(Beginning of DATA UNDER STUDY)

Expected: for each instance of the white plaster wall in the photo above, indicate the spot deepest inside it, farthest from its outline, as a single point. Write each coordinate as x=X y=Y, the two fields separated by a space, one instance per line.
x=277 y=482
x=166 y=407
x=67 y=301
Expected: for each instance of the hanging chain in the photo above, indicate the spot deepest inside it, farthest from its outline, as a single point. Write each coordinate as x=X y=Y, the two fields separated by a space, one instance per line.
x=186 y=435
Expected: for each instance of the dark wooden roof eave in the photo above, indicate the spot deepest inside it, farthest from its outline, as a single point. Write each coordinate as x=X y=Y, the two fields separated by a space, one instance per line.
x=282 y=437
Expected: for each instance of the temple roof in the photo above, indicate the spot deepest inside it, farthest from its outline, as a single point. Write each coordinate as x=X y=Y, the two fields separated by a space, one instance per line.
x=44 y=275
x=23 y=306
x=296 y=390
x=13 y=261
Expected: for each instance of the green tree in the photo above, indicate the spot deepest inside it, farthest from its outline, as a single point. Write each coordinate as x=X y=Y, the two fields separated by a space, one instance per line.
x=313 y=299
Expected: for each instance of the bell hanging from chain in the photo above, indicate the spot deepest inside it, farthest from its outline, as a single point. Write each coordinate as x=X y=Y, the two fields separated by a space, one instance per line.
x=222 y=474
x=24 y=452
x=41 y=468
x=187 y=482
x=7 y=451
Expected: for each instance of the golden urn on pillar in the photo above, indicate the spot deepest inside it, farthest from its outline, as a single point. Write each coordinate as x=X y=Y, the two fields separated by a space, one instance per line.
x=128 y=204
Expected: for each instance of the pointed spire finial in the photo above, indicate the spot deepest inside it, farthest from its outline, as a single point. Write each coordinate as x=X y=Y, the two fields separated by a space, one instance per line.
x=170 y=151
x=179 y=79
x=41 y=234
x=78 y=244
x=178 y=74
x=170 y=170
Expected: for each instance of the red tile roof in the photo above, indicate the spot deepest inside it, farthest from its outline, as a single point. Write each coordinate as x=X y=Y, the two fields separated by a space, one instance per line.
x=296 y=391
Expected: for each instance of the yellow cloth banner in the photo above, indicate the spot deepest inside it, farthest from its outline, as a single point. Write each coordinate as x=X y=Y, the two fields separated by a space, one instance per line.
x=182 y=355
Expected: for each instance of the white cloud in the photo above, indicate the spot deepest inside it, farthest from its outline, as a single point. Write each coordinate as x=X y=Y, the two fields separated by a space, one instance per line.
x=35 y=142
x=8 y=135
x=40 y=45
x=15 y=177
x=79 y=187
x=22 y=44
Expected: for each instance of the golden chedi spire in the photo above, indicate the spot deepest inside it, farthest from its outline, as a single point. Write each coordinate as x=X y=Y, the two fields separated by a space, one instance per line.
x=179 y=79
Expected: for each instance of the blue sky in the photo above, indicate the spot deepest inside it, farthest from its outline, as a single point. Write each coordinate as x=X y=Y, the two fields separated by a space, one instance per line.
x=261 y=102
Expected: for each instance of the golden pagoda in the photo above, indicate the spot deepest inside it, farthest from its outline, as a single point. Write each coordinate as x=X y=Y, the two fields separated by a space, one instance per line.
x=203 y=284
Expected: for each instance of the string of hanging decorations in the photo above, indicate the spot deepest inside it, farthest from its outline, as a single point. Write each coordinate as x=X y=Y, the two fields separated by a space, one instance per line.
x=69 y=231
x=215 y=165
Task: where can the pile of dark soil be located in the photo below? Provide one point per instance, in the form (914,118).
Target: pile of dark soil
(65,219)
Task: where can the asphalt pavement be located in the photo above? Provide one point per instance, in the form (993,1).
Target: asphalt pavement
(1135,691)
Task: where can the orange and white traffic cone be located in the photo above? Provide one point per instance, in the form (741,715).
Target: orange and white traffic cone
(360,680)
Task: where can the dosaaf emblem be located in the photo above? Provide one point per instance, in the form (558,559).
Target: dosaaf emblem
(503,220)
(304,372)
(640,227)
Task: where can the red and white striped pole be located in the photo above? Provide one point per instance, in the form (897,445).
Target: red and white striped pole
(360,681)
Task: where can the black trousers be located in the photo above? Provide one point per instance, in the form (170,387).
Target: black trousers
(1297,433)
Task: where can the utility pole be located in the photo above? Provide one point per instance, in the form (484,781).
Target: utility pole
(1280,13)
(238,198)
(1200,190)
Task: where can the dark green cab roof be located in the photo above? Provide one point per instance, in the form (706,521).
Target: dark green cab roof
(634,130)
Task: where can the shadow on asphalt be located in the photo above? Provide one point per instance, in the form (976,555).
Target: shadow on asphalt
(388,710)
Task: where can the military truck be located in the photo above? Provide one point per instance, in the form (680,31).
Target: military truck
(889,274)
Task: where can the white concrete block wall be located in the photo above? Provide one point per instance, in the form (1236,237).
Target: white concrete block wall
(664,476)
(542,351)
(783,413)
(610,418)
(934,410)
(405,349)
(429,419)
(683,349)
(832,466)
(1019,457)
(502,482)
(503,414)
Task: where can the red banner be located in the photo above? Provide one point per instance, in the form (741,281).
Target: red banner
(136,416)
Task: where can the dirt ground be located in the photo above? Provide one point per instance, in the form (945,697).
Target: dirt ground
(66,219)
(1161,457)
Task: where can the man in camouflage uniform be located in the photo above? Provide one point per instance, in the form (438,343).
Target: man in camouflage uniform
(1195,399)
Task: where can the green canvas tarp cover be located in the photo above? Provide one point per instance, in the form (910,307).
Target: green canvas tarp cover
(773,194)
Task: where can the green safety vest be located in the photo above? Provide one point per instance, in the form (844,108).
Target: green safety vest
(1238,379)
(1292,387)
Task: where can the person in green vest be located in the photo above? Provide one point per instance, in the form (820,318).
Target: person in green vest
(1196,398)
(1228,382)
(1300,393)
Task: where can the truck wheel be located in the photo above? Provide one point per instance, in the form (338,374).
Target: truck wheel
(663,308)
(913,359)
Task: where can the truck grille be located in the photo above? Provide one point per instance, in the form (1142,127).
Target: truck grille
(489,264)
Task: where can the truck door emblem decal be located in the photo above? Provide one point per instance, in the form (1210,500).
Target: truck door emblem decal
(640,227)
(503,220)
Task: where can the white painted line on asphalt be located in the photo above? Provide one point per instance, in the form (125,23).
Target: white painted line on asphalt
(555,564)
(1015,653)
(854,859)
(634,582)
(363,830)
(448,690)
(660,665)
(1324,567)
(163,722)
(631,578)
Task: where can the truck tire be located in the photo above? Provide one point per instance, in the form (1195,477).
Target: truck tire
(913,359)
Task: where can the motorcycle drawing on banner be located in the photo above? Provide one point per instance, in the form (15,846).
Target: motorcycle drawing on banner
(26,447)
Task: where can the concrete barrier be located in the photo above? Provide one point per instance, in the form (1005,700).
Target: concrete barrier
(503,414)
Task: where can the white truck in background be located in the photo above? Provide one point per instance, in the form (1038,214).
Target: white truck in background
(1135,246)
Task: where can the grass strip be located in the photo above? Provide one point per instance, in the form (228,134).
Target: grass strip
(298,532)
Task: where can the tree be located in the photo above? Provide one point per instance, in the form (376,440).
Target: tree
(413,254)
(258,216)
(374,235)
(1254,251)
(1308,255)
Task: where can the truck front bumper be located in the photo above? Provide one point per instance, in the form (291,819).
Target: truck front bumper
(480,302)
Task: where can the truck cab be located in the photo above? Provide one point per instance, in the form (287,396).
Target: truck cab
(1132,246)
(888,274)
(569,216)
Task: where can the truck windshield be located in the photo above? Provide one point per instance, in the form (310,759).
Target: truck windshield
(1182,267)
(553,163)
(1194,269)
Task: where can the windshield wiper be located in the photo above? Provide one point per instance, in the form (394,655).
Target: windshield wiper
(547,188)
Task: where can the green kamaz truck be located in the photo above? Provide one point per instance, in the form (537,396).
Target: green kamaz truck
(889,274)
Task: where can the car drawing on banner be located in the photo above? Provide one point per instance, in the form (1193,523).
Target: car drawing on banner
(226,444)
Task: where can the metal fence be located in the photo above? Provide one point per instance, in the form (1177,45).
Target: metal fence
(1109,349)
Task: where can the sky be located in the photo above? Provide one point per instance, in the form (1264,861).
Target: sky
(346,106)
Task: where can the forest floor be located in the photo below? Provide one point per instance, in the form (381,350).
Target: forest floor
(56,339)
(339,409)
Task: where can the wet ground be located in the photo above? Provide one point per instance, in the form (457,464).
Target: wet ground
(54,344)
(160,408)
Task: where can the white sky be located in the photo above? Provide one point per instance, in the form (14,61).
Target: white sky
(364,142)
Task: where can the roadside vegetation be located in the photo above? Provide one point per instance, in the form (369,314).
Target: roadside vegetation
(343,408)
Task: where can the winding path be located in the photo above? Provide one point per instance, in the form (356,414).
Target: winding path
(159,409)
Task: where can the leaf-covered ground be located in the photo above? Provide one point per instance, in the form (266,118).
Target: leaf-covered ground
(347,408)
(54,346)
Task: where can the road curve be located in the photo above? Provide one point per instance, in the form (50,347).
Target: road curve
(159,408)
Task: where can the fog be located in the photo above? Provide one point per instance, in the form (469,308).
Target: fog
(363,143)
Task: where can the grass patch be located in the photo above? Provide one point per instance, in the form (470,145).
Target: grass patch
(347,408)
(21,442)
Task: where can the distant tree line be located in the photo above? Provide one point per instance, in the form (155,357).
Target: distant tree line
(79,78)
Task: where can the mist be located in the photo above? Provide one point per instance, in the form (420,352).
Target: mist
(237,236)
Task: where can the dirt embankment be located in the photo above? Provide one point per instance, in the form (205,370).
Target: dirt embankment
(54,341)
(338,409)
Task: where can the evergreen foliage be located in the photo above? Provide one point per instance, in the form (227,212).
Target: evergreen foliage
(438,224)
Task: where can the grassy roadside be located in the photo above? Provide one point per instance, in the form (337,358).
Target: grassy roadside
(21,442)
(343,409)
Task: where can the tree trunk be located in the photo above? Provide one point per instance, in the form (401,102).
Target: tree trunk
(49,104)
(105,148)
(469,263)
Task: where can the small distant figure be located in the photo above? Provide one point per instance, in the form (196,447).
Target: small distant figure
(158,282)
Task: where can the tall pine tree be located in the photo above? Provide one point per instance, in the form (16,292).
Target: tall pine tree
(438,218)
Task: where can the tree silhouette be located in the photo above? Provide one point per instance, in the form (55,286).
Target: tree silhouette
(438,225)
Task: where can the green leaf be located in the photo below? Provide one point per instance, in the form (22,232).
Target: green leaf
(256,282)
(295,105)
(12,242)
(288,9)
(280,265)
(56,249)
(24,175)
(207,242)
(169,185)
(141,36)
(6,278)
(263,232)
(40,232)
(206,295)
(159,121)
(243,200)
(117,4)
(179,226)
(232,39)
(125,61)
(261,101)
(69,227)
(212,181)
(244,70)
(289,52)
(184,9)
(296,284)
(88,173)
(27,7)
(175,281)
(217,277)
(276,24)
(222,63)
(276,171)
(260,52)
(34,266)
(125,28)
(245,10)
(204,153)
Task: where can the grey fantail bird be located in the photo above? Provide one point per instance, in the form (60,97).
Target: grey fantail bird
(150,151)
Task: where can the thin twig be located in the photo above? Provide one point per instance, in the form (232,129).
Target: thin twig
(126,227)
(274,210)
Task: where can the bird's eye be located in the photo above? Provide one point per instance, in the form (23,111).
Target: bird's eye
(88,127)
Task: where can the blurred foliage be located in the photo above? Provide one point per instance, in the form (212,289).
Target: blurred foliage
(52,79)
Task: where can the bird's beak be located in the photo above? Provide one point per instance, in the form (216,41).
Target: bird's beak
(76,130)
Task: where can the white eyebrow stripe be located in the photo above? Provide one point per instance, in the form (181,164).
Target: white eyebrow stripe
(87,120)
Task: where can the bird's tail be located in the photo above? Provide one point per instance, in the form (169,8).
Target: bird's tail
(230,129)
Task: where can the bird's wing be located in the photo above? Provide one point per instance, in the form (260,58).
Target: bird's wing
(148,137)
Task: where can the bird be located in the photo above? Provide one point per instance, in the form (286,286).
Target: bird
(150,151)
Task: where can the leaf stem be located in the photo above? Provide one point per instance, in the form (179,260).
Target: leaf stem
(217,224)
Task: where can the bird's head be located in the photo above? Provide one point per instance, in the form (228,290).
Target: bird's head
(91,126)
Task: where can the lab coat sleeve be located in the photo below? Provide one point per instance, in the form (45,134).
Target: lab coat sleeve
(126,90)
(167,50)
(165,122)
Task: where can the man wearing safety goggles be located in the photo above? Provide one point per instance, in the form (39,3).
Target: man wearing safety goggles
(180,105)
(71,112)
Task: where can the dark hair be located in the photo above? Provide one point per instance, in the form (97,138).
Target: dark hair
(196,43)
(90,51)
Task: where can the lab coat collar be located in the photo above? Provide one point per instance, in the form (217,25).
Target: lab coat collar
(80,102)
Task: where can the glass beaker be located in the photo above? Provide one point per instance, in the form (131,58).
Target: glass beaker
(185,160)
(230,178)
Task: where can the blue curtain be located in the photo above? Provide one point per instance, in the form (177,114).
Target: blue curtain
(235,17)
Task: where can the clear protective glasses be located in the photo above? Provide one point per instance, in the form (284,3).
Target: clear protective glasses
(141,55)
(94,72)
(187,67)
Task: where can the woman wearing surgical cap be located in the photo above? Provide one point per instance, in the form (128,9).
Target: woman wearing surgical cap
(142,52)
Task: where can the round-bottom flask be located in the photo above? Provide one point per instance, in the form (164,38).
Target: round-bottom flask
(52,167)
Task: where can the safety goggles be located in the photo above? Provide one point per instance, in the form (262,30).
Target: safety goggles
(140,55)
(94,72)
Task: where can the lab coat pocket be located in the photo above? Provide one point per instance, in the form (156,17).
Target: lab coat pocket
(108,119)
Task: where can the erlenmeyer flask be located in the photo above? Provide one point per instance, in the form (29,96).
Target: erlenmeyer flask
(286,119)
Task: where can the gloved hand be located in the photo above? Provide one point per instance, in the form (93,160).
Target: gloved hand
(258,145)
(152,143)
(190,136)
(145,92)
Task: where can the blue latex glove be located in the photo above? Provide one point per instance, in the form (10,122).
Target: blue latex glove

(End of DATA UNDER STUDY)

PROBLEM TO WORK ON → How many lines of the listing above include the word "latex"? Reply with the number alone.

RESULT FOR THIS EXERCISE → 2